Entries provided ▸
****************

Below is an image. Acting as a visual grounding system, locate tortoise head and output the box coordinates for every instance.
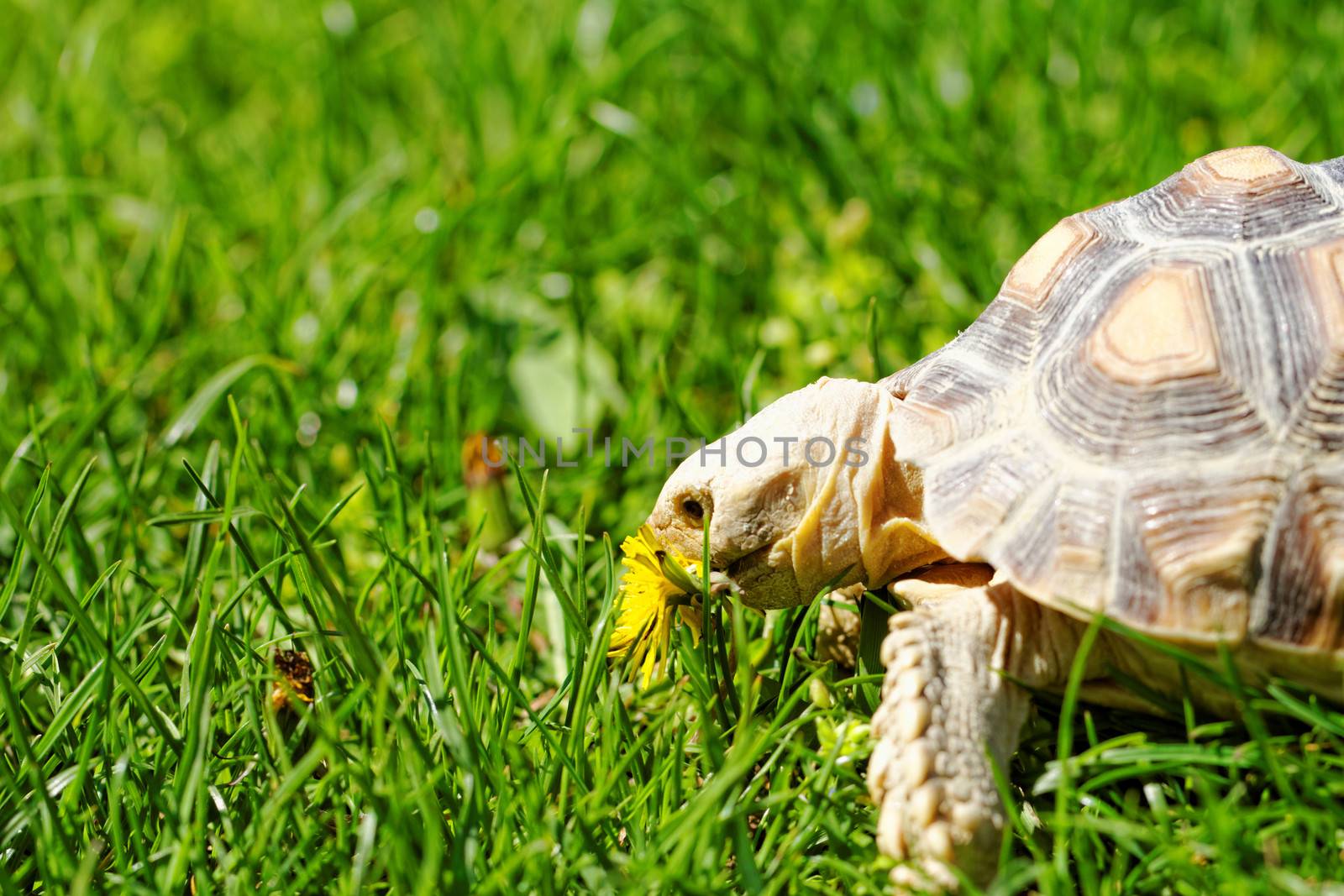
[649,378,945,609]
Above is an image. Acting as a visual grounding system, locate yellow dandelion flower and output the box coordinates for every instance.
[606,525,701,688]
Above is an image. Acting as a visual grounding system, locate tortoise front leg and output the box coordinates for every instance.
[869,584,1102,889]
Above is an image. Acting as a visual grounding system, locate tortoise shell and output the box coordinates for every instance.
[883,146,1344,652]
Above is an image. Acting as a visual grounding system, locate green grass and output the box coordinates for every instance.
[8,0,1344,893]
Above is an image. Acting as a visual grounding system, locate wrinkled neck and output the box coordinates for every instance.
[777,396,948,591]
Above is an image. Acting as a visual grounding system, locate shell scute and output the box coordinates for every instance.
[885,146,1344,652]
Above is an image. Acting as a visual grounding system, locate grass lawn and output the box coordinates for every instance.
[0,0,1344,893]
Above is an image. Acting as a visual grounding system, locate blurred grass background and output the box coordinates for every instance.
[8,0,1344,892]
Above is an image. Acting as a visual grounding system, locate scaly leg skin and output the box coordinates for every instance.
[869,583,1104,891]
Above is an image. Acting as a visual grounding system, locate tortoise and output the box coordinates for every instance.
[649,146,1344,888]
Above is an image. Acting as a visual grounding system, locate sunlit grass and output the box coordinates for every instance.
[0,0,1344,893]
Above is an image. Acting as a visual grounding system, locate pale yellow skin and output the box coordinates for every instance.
[649,379,1199,887]
[649,146,1344,888]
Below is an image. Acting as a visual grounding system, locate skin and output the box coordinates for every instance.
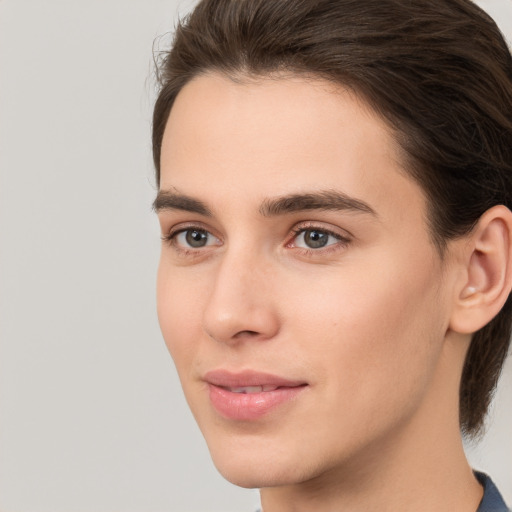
[155,73,485,512]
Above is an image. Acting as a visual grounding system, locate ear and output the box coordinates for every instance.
[450,205,512,333]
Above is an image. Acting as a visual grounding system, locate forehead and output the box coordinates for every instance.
[161,74,425,229]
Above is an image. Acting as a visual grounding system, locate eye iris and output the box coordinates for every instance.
[185,229,208,247]
[304,230,329,249]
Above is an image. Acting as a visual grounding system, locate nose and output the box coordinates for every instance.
[203,251,280,344]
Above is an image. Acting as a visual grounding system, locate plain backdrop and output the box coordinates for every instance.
[0,0,512,512]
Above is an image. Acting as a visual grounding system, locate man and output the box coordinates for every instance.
[153,0,512,512]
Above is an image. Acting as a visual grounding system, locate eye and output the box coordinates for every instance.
[168,228,220,249]
[290,227,349,250]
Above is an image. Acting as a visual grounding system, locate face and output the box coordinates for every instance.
[155,74,456,487]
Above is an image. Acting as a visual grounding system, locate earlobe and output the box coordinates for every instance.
[450,205,512,333]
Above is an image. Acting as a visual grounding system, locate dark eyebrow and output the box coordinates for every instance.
[153,190,212,217]
[260,190,378,217]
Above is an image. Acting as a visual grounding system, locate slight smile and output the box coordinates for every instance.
[204,370,308,421]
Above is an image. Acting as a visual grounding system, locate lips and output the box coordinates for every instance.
[204,370,307,421]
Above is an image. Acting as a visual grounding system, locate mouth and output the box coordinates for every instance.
[204,370,308,421]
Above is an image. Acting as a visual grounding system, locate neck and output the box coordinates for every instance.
[261,332,483,512]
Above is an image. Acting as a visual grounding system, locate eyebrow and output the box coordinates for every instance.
[153,190,378,217]
[260,190,377,217]
[153,190,212,217]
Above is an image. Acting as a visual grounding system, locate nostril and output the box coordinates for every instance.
[235,331,260,337]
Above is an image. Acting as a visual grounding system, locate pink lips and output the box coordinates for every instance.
[204,370,307,421]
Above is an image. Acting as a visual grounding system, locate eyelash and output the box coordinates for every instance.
[162,223,351,256]
[286,223,351,256]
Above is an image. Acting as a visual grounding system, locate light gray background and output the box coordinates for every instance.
[0,0,512,512]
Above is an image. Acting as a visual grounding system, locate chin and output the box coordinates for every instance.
[208,439,315,489]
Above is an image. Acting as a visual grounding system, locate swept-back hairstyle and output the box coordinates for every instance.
[153,0,512,435]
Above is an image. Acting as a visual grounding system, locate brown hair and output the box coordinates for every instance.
[153,0,512,435]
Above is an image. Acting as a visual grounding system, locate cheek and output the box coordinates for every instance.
[157,261,206,366]
[288,248,446,402]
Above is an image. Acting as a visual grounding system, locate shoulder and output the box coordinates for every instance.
[475,471,511,512]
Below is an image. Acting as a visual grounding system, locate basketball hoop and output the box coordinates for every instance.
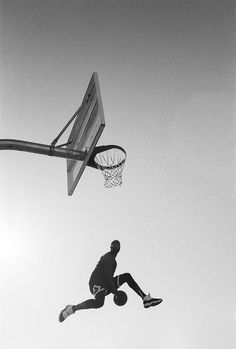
[88,145,127,188]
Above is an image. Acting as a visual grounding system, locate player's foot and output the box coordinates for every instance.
[59,305,75,322]
[143,293,162,308]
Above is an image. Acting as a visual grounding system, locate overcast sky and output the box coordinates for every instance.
[0,0,236,349]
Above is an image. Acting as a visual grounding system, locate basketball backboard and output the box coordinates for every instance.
[67,73,105,195]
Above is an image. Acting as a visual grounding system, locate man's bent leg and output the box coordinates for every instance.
[73,289,106,311]
[114,273,146,299]
[114,273,162,308]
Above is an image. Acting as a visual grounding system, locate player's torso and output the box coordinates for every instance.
[90,252,117,285]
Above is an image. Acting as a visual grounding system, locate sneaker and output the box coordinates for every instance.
[143,293,162,308]
[59,305,75,322]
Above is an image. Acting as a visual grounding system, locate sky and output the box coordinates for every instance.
[0,0,236,349]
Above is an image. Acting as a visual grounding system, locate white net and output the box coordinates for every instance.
[94,147,126,188]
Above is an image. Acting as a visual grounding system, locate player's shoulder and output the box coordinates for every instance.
[101,252,114,262]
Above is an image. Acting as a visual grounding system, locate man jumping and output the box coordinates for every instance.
[59,240,162,322]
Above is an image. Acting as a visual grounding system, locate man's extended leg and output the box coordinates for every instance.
[59,288,106,322]
[114,273,162,308]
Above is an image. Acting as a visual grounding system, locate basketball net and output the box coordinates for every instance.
[94,147,126,188]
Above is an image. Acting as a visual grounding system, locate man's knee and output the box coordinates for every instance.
[123,273,133,283]
[94,297,105,309]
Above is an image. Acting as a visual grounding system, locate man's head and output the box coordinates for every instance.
[111,240,120,254]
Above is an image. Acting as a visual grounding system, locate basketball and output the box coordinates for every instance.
[113,291,128,306]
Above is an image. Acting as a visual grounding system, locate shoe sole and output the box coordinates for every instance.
[144,299,162,308]
[59,305,69,322]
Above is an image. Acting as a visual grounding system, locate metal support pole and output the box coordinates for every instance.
[0,139,86,160]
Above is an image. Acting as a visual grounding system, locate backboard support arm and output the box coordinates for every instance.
[0,139,86,160]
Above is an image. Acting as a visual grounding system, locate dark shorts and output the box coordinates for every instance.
[89,275,123,297]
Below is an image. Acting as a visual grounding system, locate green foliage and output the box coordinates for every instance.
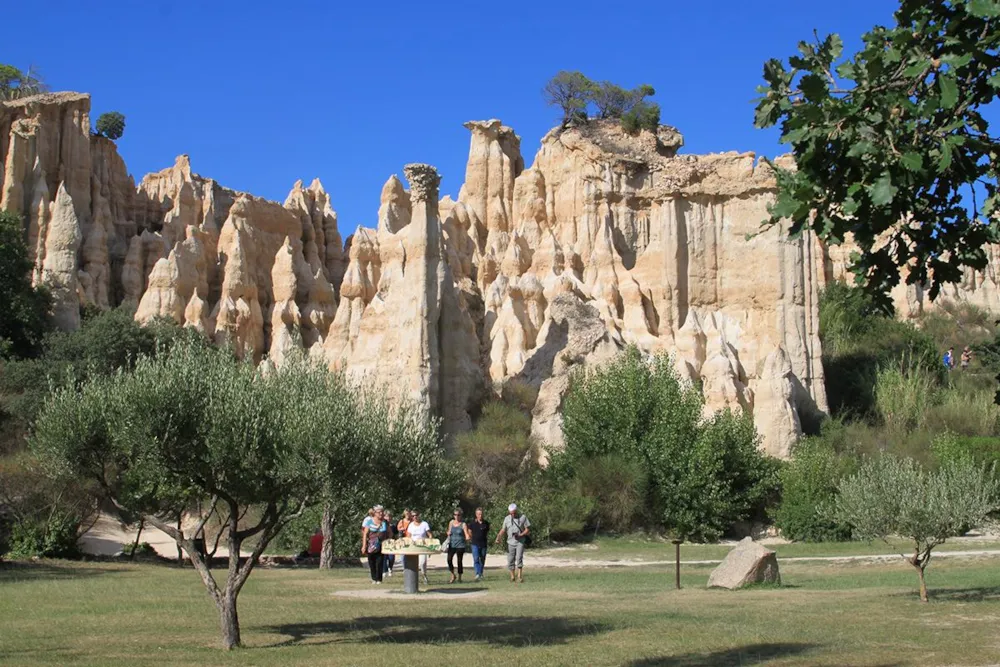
[0,308,201,454]
[576,455,649,533]
[774,438,857,542]
[932,432,1000,480]
[0,211,50,360]
[830,455,1000,601]
[97,111,125,141]
[755,0,1000,310]
[455,400,535,507]
[621,101,660,134]
[0,453,98,558]
[819,282,941,418]
[542,70,594,125]
[875,365,936,431]
[0,63,48,101]
[552,348,777,540]
[543,71,660,134]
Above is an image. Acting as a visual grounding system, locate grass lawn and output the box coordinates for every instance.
[533,535,1000,561]
[0,558,1000,667]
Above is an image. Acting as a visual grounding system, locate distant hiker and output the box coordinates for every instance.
[361,506,389,584]
[496,503,531,584]
[469,507,490,581]
[383,510,399,577]
[406,510,434,584]
[962,345,972,371]
[447,509,472,584]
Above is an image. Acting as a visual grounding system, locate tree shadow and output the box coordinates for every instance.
[0,561,118,584]
[264,616,612,648]
[927,586,1000,602]
[628,642,819,667]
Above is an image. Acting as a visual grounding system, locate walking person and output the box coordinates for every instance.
[448,509,472,584]
[406,510,434,584]
[496,503,531,584]
[396,508,413,537]
[383,510,399,577]
[469,507,490,581]
[361,505,389,585]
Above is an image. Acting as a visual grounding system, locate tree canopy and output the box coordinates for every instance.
[831,455,1000,602]
[551,348,777,541]
[0,63,49,100]
[33,345,390,648]
[97,111,125,141]
[755,0,1000,309]
[542,70,660,134]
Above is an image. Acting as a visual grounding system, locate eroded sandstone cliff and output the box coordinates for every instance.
[0,93,984,456]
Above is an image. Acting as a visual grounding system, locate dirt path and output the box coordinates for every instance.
[520,549,1000,567]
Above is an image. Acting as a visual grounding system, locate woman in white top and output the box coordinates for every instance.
[406,510,434,584]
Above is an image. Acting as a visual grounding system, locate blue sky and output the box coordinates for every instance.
[0,0,898,233]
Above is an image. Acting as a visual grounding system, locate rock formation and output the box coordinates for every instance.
[0,93,1000,456]
[708,537,781,590]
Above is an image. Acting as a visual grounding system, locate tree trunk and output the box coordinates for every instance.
[219,591,240,651]
[917,566,927,602]
[177,513,184,567]
[128,518,146,561]
[319,505,336,570]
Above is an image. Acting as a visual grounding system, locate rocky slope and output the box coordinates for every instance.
[0,93,998,456]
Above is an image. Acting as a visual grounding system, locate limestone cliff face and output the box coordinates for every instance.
[11,93,1000,456]
[445,121,826,456]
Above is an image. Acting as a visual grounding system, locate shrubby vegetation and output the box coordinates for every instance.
[0,63,49,101]
[95,111,125,141]
[0,213,50,362]
[552,348,778,540]
[542,71,660,134]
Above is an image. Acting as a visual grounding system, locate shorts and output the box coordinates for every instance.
[507,542,524,570]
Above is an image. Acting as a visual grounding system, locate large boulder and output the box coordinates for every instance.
[708,537,781,590]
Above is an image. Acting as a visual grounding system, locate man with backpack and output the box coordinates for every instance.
[496,503,531,584]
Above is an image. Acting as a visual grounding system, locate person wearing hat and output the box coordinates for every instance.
[496,503,531,584]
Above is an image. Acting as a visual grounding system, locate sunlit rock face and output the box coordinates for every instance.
[9,93,1000,457]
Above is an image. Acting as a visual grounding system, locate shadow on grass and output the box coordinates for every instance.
[629,643,819,667]
[927,586,1000,602]
[0,561,118,584]
[264,616,612,647]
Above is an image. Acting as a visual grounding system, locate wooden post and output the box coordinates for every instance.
[670,540,683,590]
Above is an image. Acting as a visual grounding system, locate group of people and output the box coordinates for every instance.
[942,345,972,371]
[361,503,531,585]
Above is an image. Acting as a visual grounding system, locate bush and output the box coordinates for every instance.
[576,455,649,533]
[621,101,660,134]
[551,348,778,540]
[819,282,943,418]
[456,400,537,506]
[774,438,857,542]
[97,111,125,141]
[874,361,937,432]
[0,213,50,360]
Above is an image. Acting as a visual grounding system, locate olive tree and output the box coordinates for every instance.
[32,345,375,649]
[830,455,1000,602]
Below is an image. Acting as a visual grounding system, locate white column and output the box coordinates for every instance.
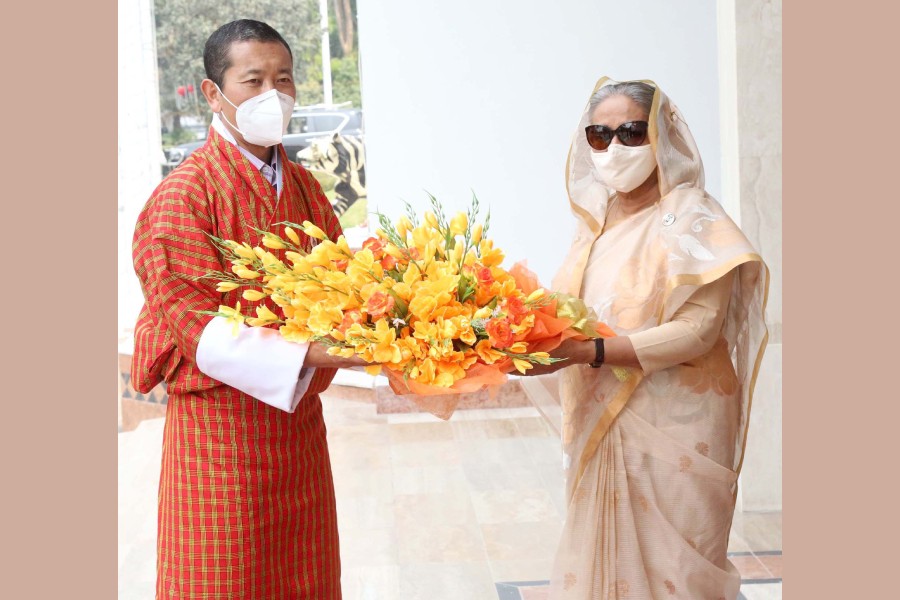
[718,0,782,511]
[319,0,334,104]
[118,0,163,352]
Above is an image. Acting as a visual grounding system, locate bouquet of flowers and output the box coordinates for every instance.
[205,194,615,412]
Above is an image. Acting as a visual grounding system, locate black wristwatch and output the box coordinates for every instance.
[588,338,606,369]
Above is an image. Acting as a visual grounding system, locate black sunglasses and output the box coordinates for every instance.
[584,121,649,150]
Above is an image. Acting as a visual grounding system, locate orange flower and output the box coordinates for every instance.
[506,296,529,325]
[366,292,394,319]
[475,266,494,285]
[484,319,513,348]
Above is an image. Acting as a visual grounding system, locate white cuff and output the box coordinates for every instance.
[197,317,315,412]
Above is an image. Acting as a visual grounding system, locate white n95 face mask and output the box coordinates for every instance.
[591,144,656,192]
[216,86,294,148]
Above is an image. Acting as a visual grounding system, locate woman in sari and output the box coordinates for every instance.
[535,78,768,600]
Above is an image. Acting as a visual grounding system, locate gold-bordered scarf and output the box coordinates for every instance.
[553,77,769,493]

****************

Required task ▸ Return the lines of the data above exactly, from the line holding "locate man and" through the line holding "[290,227,349,250]", both included.

Full answer ▸
Above is an image. Acting as a visual grounding system, locate man and output the box coordinates for every instance.
[153,0,512,512]
Above is an image. Acting as a visual grounding system, locate eye and output the box coordinates for every instance.
[168,228,220,249]
[290,227,349,250]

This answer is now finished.